Transcribe the records that follow, preserving every word.

Provided data
_ _ _ _ _ _ _
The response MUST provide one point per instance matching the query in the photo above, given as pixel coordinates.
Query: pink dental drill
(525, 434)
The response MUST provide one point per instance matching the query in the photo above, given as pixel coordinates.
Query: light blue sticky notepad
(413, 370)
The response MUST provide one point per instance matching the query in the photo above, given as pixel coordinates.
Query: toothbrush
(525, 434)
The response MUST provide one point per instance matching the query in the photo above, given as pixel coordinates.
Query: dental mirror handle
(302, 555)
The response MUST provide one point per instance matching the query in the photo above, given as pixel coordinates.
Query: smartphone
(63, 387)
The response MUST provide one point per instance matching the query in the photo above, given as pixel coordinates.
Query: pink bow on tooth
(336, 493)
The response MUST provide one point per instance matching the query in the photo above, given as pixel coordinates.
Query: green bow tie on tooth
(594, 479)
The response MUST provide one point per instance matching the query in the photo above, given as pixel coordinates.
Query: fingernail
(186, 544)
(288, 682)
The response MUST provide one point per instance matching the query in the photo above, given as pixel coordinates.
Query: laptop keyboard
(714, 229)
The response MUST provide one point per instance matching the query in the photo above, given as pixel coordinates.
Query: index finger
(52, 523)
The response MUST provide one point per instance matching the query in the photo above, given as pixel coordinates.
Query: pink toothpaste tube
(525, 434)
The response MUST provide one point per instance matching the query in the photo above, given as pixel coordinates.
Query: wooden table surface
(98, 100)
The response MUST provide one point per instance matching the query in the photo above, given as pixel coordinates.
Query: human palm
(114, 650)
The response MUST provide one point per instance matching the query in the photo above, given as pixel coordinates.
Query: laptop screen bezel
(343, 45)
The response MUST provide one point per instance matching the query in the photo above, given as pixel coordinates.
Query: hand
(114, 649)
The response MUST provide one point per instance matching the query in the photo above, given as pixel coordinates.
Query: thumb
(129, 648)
_ _ _ _ _ _ _
Worked answer
The response MUST provide one point per instance matching the query in the photo above, given as pixel coordinates.
Query: pink dental drill
(525, 434)
The response MUST provide one point per instance matching the query in the photo above, given as pixel coordinates.
Query: light blue sticky notepad
(413, 370)
The response MUST provide one point per instance matching the query in the photo above, given as pixel coordinates.
Query: toothbrush
(525, 434)
The response MUST provide one point per instance matching the query in the photo above, given as pixel coordinates.
Query: dental mirror handle
(302, 555)
The response MUST provide one point per instance matching the query in the photo above, given as pixel coordinates.
Query: smartphone
(63, 387)
The response MUST provide one point per instance matching the query in the photo above, given as pixel coordinates.
Query: pink bow on tooth
(336, 493)
The response MUST provide one point per instance matching the query in the photo above, given as pixel coordinates.
Query: green bow tie on tooth
(594, 479)
The response MUST provide one point per instance matching the query in the photo above, given as pixel coordinates.
Query: fingernail
(186, 544)
(288, 682)
The response MUST provide one point per instance matching the query in the photo above, given as pixel coordinates.
Query: laptop keyboard
(714, 229)
The response MUST provide one point per instance matching the query in the photo above, given as pixel coordinates.
Query: index finger
(52, 523)
The response MUST provide one point per instance matching the query in the photo above, given as pixel coordinates.
Query: pink toothpaste tube
(525, 434)
The response MUST provide one point per instance matching the query in the photo above, given as pixel coordinates.
Query: wooden table surface
(98, 100)
The response MUST provide one point per instance matching the query in the photo above, given as pixel coordinates.
Query: human palm
(114, 650)
The response MUST provide one point per instance matching the query in the photo above, given as pixel coordinates.
Query: laptop screen bezel
(343, 45)
The response MUST provide one point per instance matching the query in the photo above, given as pixel coordinates.
Query: hand
(114, 649)
The response MUST provide one point per instance matching the query in the photo above, given as pixel coordinates.
Query: thumb
(129, 648)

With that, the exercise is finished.